SHORT EXERCISE: Count the lines in the records below that contain the string "then", and give only that number.

WORKING DATA:

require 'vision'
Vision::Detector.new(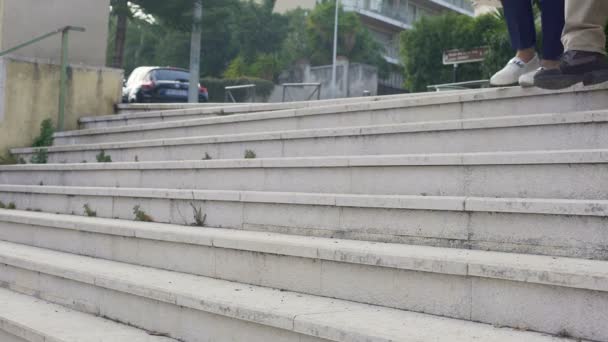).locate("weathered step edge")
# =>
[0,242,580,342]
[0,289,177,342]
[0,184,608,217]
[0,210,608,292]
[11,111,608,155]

...

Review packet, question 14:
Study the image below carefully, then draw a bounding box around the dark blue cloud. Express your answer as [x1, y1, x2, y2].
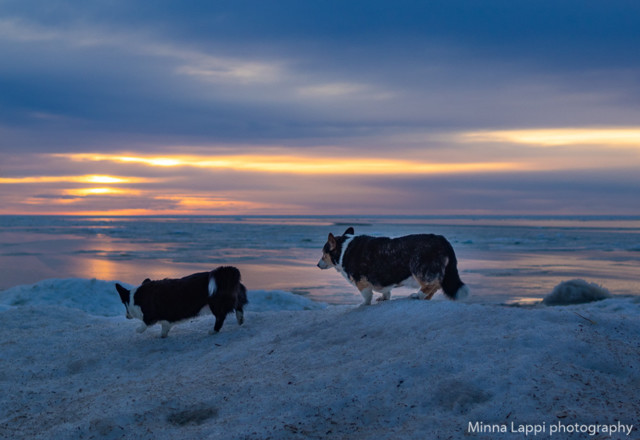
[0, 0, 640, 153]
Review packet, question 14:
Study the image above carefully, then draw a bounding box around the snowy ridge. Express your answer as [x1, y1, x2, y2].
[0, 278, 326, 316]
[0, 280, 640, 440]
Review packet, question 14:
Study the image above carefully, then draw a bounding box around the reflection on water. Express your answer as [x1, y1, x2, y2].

COMPLETE ANSWER: 3